▸ Catatan Data:
↓↓↓
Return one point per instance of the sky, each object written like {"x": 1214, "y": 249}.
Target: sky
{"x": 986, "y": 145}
↑↑↑
↓↓↓
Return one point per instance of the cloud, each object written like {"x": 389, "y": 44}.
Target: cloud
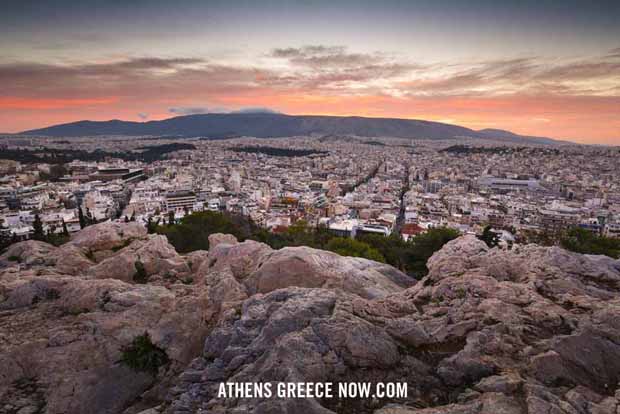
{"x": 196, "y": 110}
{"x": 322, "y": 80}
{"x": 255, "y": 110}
↑↑↑
▸ Tugas yang Diberikan: Pilihlah dan salin setiap baris materi di atas yang memuat kata "each". Perbedaan huruf kapital dan huruf kecil diperhitungkan.

▸ Tanggapan:
Return one point per instance of the sky, each object written like {"x": 1214, "y": 249}.
Return one point per instance of the cloud, each object written like {"x": 389, "y": 44}.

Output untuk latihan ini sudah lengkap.